### [What needs to be done]
Starting from the line containing "Query: taillight", give again every line through the end of the entries, word for word. Pictures stay out of the copy.

__________

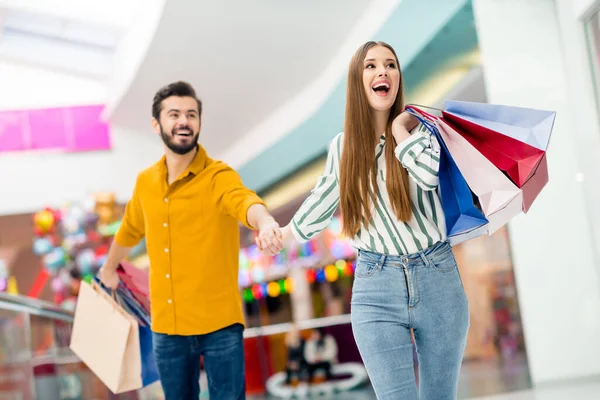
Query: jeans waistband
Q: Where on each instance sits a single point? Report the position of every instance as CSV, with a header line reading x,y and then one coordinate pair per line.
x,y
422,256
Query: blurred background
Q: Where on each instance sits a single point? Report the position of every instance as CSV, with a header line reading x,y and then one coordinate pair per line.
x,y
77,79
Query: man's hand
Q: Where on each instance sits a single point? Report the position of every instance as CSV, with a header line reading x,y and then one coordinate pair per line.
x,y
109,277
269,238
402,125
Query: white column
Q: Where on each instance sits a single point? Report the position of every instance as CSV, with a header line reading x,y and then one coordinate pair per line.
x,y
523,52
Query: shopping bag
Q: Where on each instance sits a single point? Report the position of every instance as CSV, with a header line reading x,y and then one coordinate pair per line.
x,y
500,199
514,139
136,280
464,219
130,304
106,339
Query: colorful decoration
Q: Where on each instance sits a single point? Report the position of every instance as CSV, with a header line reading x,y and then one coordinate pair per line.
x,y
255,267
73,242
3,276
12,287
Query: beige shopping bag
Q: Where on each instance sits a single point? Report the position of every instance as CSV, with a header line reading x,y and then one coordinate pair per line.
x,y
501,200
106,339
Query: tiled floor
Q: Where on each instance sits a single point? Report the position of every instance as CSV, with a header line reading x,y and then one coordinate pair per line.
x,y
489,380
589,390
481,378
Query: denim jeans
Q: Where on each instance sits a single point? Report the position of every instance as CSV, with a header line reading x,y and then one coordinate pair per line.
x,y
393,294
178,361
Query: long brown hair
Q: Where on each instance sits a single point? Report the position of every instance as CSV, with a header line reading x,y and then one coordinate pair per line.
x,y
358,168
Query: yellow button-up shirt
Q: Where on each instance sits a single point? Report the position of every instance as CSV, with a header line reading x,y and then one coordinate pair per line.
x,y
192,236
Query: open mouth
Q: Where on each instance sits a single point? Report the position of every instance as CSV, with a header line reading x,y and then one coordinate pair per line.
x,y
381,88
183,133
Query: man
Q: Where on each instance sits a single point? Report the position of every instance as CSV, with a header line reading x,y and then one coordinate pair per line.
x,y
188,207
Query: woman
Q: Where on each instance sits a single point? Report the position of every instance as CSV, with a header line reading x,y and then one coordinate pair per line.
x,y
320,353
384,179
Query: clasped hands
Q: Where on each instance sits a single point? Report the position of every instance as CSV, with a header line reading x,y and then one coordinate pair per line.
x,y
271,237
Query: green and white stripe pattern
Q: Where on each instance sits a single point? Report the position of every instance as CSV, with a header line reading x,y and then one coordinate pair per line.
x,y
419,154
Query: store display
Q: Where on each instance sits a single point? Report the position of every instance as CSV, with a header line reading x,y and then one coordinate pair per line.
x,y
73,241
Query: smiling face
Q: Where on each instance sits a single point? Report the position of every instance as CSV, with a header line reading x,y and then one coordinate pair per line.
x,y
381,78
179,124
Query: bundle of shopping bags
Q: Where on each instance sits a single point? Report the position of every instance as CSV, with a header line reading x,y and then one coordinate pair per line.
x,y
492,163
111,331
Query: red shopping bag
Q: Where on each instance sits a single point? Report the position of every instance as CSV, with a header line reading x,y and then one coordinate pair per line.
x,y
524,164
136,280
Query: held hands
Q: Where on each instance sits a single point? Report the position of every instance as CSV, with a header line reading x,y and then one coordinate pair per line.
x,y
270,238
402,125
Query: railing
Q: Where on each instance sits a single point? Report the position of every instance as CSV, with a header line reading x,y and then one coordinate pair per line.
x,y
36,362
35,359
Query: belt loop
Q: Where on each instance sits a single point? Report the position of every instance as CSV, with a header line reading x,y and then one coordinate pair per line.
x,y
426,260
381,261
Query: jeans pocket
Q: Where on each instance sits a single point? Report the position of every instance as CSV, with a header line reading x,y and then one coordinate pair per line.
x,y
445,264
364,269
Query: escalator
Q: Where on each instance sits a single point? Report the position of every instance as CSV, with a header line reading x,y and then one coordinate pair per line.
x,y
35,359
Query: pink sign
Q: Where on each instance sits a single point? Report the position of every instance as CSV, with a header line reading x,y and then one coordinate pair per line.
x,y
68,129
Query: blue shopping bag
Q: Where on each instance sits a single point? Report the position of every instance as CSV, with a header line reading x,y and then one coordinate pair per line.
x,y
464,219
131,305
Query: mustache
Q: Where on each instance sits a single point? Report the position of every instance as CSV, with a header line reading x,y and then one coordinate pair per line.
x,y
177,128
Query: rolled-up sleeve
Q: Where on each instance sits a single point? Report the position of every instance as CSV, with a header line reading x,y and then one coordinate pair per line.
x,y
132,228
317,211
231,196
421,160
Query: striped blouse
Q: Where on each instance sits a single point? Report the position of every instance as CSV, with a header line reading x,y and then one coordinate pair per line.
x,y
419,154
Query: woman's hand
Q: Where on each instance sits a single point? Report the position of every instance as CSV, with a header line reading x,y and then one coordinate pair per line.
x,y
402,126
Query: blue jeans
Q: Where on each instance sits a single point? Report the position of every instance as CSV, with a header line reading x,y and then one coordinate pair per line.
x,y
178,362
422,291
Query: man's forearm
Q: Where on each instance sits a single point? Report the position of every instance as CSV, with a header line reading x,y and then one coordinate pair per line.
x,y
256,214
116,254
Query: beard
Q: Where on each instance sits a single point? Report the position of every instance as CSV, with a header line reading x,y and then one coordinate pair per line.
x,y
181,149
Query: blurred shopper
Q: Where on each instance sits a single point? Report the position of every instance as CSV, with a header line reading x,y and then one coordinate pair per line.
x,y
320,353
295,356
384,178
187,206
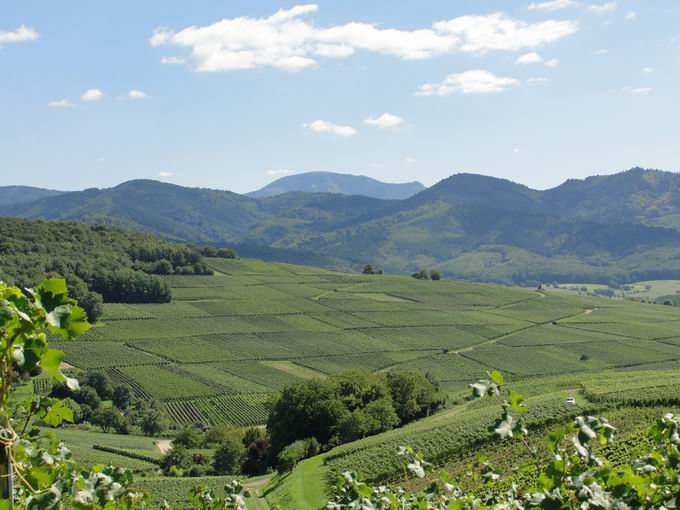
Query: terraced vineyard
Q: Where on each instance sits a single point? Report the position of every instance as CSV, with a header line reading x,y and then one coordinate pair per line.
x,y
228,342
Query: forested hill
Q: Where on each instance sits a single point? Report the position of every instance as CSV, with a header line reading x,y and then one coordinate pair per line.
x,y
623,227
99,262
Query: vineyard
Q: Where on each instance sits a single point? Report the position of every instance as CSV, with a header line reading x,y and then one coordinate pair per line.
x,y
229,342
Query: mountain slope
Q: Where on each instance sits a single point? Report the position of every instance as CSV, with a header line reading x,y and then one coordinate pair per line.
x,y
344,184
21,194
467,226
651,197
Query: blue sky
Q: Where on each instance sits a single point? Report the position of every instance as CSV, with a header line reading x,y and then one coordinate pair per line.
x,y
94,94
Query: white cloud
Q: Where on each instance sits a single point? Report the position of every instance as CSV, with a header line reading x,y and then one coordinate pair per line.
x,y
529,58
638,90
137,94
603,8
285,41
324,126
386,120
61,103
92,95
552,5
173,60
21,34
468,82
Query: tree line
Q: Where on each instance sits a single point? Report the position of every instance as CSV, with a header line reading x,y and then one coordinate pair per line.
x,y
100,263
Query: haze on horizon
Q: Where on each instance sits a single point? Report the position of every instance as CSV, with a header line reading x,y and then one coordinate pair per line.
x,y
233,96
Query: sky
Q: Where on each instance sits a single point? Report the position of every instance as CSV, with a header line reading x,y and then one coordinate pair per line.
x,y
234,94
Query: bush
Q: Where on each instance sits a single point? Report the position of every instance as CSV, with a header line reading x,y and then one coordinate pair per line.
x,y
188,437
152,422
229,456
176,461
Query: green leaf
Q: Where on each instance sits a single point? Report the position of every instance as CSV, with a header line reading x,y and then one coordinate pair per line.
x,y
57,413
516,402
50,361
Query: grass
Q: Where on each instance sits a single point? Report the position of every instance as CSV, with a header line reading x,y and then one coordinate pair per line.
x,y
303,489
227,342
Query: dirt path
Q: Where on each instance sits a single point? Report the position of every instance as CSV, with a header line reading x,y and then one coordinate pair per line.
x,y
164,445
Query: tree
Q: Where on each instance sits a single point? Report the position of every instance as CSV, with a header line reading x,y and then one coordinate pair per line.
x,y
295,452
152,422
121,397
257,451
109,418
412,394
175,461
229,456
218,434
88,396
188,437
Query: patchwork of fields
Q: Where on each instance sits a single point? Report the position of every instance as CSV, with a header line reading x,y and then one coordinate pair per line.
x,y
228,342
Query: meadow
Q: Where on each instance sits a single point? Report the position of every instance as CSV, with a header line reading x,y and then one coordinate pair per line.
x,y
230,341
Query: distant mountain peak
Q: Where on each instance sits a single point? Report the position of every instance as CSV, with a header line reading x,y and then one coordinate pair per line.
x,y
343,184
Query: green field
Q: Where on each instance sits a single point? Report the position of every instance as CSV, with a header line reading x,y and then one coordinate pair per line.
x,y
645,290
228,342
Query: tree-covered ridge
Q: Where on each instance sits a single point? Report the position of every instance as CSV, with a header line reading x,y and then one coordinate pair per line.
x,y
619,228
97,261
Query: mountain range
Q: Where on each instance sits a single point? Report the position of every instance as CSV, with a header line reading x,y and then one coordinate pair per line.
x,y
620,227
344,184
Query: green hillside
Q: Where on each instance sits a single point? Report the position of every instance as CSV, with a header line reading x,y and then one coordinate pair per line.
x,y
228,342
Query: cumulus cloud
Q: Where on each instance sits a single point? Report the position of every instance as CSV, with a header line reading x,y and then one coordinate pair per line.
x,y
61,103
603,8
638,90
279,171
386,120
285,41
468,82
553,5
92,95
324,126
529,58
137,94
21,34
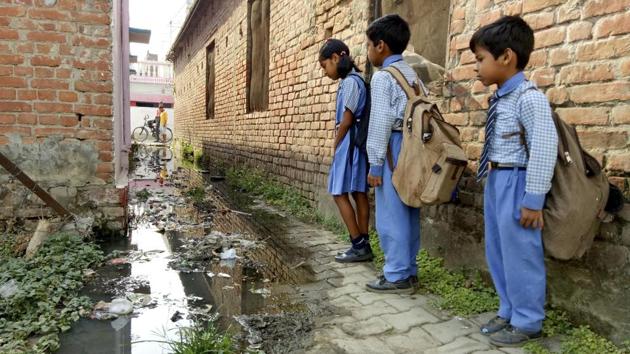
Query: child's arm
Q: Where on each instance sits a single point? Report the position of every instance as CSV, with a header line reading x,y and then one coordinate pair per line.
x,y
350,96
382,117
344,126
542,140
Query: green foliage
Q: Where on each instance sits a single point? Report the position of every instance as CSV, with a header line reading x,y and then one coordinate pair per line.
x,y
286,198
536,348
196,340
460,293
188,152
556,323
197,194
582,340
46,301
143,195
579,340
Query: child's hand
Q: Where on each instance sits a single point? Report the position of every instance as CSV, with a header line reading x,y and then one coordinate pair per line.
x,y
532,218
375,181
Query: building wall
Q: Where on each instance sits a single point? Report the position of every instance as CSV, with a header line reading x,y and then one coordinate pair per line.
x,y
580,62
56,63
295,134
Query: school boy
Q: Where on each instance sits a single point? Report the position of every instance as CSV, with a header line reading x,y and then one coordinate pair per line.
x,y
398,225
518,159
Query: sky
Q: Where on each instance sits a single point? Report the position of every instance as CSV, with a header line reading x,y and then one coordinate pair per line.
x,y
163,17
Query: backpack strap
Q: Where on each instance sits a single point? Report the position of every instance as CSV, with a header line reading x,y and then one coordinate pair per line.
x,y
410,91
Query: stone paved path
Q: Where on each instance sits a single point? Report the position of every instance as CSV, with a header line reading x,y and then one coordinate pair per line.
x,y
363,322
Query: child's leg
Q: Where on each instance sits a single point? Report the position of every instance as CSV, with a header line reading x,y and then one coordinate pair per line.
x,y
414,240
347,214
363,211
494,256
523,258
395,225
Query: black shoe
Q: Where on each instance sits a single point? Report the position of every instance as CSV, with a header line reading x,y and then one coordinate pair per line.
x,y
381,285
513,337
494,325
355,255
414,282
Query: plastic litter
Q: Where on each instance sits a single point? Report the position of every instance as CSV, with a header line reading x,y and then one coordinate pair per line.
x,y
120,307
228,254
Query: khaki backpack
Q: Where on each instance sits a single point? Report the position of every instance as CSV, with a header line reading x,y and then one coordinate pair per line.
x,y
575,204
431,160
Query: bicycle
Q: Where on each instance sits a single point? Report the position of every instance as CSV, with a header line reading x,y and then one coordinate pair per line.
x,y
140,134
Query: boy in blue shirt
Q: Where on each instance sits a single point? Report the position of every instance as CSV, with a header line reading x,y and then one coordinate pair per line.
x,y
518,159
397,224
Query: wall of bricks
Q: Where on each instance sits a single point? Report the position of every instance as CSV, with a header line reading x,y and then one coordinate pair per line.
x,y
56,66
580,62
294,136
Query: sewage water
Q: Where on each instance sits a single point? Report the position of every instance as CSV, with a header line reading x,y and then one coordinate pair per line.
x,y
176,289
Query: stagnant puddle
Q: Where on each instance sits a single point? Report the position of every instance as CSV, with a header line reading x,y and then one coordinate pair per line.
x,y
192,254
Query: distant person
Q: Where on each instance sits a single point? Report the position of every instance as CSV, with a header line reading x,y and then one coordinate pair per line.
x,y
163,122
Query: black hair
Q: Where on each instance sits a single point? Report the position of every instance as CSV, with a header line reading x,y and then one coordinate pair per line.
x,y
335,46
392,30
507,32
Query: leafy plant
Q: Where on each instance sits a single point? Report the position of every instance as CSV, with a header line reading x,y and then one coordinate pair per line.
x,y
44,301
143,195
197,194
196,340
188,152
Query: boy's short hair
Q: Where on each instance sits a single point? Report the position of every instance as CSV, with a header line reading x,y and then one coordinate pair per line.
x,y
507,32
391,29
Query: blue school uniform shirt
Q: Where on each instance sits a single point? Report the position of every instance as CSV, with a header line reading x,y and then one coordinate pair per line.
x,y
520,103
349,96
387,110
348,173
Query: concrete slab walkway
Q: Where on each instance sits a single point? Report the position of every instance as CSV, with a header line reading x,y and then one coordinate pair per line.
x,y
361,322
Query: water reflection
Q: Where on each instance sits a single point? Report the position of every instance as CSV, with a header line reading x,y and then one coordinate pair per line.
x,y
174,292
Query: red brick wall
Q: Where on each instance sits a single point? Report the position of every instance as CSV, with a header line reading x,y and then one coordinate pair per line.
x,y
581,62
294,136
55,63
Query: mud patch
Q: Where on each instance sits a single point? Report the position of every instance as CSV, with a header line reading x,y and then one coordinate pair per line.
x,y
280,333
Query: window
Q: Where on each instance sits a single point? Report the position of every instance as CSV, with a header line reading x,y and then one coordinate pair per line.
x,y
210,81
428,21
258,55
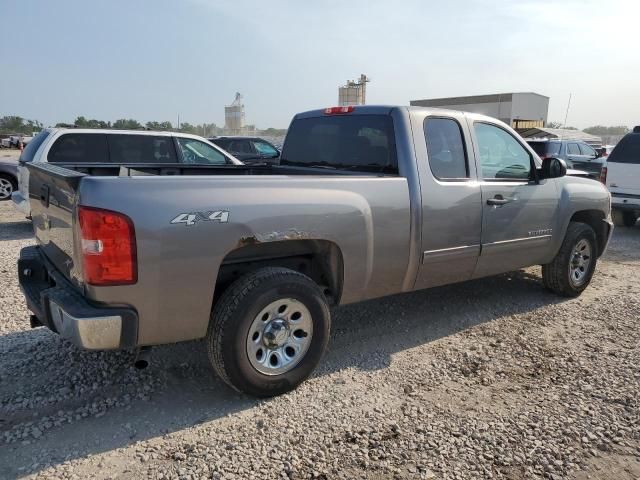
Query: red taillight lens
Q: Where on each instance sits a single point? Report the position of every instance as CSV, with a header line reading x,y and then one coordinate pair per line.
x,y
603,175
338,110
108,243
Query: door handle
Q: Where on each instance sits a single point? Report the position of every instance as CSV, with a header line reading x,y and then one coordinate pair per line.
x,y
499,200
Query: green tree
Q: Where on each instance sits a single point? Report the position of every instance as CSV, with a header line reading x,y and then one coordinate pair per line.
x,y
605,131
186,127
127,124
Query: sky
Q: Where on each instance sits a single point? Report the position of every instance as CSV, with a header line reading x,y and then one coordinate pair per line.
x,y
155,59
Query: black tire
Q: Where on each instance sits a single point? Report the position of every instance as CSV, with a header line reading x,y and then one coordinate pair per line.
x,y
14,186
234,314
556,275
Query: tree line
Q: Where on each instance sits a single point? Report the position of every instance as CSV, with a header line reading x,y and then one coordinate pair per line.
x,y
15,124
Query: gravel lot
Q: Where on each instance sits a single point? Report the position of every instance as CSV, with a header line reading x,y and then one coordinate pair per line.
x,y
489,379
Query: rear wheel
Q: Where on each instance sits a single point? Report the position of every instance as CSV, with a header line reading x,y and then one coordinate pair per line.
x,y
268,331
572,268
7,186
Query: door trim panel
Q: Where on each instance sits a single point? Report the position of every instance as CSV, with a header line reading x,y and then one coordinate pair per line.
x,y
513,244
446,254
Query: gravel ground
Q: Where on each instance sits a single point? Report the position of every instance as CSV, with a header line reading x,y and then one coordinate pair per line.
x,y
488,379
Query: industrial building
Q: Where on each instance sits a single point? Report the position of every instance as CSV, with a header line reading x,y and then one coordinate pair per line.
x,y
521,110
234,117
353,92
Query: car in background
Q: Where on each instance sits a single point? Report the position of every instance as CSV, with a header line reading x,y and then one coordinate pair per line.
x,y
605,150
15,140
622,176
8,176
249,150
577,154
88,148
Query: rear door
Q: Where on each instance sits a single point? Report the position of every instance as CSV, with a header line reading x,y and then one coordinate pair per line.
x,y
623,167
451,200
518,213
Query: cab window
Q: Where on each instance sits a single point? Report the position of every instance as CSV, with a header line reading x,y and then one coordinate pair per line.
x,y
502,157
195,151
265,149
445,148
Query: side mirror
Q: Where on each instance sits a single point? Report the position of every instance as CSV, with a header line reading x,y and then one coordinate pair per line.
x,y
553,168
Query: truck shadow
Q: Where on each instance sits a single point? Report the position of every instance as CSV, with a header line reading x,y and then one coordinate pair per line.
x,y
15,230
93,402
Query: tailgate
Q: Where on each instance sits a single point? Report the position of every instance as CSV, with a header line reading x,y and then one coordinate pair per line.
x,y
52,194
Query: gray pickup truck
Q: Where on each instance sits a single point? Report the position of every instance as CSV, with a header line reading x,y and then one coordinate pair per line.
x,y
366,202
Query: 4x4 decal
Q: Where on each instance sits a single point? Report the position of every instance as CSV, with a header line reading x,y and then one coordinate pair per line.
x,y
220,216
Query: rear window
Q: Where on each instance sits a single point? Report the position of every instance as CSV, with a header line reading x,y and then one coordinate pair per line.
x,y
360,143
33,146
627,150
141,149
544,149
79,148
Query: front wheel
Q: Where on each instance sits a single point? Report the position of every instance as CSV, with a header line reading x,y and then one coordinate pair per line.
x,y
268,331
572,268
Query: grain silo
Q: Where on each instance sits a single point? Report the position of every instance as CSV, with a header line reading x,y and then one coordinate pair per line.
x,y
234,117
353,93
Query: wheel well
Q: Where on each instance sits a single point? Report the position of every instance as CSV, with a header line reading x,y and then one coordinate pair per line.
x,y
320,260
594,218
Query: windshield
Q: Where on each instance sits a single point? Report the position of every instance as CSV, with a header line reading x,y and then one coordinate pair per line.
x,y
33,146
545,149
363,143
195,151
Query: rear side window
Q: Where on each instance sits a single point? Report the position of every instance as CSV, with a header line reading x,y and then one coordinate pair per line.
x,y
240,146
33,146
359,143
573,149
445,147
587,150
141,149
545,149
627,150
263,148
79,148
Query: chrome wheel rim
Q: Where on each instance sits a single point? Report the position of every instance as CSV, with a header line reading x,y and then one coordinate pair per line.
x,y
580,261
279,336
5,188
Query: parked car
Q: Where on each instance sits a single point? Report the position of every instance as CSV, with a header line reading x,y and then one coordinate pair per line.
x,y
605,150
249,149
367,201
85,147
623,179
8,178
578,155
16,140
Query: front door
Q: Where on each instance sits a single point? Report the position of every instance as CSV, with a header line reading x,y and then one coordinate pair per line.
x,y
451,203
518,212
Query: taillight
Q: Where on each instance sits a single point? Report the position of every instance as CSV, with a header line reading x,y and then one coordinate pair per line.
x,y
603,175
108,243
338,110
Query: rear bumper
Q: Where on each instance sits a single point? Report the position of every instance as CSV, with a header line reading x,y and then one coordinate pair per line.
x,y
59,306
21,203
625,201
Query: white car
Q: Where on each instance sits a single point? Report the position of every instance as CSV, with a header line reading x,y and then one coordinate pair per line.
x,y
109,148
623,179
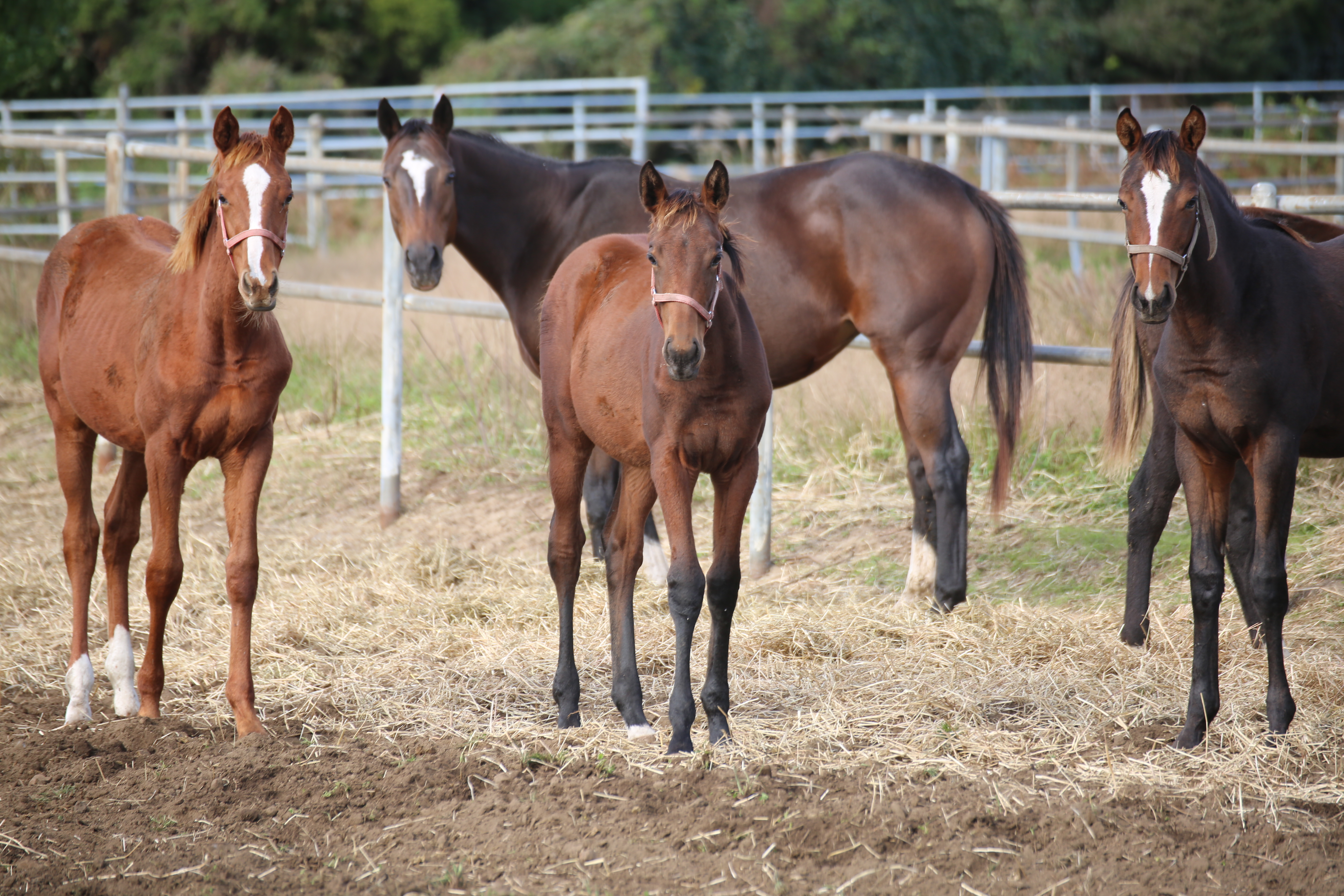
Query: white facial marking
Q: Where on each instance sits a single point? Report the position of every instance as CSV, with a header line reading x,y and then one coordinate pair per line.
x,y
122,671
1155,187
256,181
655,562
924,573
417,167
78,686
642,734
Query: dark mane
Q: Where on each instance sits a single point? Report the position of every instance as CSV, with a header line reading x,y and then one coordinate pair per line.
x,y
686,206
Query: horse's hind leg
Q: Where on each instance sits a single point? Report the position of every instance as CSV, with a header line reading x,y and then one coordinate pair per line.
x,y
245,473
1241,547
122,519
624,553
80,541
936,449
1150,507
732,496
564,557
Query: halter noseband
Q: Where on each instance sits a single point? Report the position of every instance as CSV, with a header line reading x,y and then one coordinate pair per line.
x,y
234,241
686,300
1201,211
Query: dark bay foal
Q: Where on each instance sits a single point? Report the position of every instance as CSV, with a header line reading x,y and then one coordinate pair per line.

__________

### [Exercise solution]
Query: taillight
Q: Where on each instance sits a single point? Report the position of every instance as CSV, with a header line reading x,y and then one coordinate pair per line.
x,y
603,175
108,243
338,110
Query: rear bumper
Q: Where on each instance sits a single point? Report the position of every instance as CSV, with a header line reading x,y and then one coordinate pair per line.
x,y
59,306
21,203
625,201
Query: white car
Q: Where on each instance sits a single point? Report the position of every instance as CSV, with a header line reading x,y and then one coordinate pair per line.
x,y
109,148
623,179
Query: white facial marking
Q: Where on each instance sits a single point? Report the position of every instance as CSV, with a header line reading x,y and then one coordinate pair per line.
x,y
122,671
1155,187
256,181
655,562
924,573
417,167
78,686
642,734
Query: dark mane
Q: Where on each instance sits a single point? Report the position of every instance as CSV, with a header line reading x,y and then one coordinate pair per line.
x,y
686,206
Query: horse's hind leg
Q: Where on each instance sits a single point? Report the position of every instance as CSV, with a header line reading x,y and then one coordinate pair per line.
x,y
245,473
1241,547
122,519
624,553
80,541
936,449
1150,507
732,496
564,557
Query: halter noseband
Q: Where on each instance sits a single point? Report the position of every instance as CSV, with a header line reading x,y and then one coordinate pair per line.
x,y
234,241
686,300
1201,211
Query: dark bay foal
Q: Where on each instance sits a single point? Report the position of every instance as CSV, with a header line reading x,y and then one coordinate pair per line.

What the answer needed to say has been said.